▶ Activity: Find the line containing "the car roof" in the listing below. Repeat it exactly, along with each following line up to and including the one containing "of the toyota".

BEGIN Supplied records

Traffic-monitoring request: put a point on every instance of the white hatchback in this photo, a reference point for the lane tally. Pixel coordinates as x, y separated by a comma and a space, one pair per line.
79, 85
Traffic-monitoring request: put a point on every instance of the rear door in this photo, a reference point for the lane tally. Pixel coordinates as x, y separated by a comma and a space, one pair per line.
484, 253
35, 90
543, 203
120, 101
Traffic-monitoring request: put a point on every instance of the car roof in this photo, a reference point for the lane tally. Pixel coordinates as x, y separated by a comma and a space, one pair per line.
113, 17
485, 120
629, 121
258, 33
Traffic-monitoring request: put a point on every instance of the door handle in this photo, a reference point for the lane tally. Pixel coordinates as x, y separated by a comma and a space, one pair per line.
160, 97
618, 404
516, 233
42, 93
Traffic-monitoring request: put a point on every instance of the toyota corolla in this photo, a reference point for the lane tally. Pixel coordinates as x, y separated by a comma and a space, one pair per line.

END Supplied records
BEGIN Supplied records

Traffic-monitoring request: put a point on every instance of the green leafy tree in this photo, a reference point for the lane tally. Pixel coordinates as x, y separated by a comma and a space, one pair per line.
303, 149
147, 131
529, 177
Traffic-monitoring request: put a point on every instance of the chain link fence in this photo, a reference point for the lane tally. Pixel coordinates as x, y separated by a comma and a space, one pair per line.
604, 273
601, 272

END Supplied records
BEGIN Supplied records

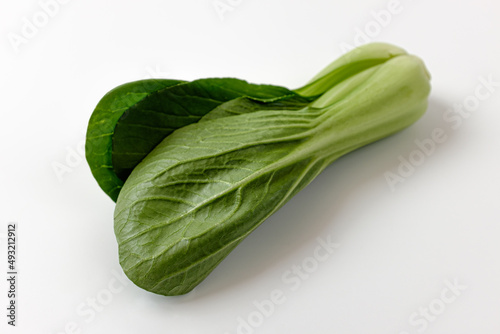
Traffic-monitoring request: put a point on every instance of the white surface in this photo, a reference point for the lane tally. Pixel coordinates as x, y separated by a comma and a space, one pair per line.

END Supplied records

▶ Written answer:
Traffic-monitoring request: put a point on every instance of the car roof in this photo, a reference point for the lane tally. Pixel coordinates as x, y separated by a comma and a space, one pair per line.
113, 17
485, 120
629, 121
258, 33
Traffic-monitoring request: put a point on every instance of the door handle in this photo, a reference point for the lane tally. Pixel coordinates as x, y separated by a comma and a space, one pair per line.
160, 97
618, 404
516, 233
42, 93
Traffic-monitoring request: put a point on every instance of the toyota corolla in this photo, a reference point for the lane tally. Pixel coordinates as x, y separated by a comma and a space, one pair per line.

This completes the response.